*Given problem:* Output every entry exactly, from the first line to the last.

*Provided data:*
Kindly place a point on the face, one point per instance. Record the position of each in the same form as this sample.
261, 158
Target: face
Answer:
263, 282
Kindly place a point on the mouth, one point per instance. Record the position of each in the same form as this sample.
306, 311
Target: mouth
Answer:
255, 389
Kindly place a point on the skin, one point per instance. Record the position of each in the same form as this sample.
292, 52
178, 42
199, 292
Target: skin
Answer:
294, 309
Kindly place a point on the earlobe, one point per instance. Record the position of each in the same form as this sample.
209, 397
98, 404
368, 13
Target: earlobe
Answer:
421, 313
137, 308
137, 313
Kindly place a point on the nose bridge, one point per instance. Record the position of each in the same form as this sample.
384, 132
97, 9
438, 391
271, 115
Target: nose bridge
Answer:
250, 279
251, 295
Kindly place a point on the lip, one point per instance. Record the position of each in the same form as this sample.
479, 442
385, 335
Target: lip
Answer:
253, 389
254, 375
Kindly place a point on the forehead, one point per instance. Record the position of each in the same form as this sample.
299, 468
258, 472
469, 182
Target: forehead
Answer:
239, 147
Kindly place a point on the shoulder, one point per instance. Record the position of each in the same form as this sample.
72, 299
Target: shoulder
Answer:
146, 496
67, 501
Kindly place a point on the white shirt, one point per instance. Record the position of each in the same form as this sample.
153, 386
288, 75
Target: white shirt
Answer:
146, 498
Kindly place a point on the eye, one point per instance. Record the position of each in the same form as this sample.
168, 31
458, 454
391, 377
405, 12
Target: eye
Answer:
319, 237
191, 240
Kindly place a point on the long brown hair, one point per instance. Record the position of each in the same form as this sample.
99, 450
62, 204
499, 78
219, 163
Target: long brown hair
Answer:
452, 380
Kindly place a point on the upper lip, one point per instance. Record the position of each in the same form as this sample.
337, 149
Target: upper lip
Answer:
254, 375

*Exercise answer:*
Kindly place a point on the face, one point per instance. Record the position of each in the same form as this sample.
261, 158
Target: face
Answer:
263, 282
Kindly place a point on the mouth, one point per instance. Record the position of each in the same form as this sample.
306, 311
Target: mouth
Answer:
255, 389
Kindly place a point on the skin, one point per instance. Record the position of each in the same form as this sample.
292, 52
178, 42
199, 292
Target: skin
Answer:
294, 309
Kindly place a point on the earlobe, one point per instance. Record the position of each in the same form as this sample.
209, 397
98, 404
368, 13
Target: earlobe
Answer:
421, 313
137, 308
137, 313
Kindly place a point on the nose bridge, one point per instance. Record the position of each in the same form as this sample.
384, 132
97, 9
438, 391
271, 115
Target: nose bridge
Answer:
250, 279
251, 295
Kindly place a point on the lip, one point per instance. Record the position of each in the same form as this sample.
479, 442
385, 335
Target: lip
Answer:
253, 389
254, 375
Kindly place a point on the forehead, one point per instance. Record the position of each in the same form as this sample.
299, 468
258, 472
469, 182
Target: forehead
Answer:
239, 147
Kindly place a point on the shoulder, one point per instance. Record the position of each in the same form as this sample.
72, 299
Target: shoulder
Answer:
146, 496
67, 501
Kindly place a point on the white shirt, one point per instance. Record the position of each in the same form as this sample.
153, 386
288, 75
Target: white shirt
Answer:
146, 498
Kindly place a point on the eye, one point per instance. Record the position of each in the same form as this sample.
168, 31
458, 454
391, 377
405, 12
Target: eye
Answer:
319, 237
191, 240
Kindly place a point on the long brown hair, one point per instance. Record the position of each in the same form as this sample.
99, 450
62, 204
499, 78
219, 163
Target: long brown hair
Answer:
452, 380
Kindly place a point on the upper lip, one point per instance. Record the position of each in the same form as this sample.
337, 149
Target: upper lip
Answer:
254, 375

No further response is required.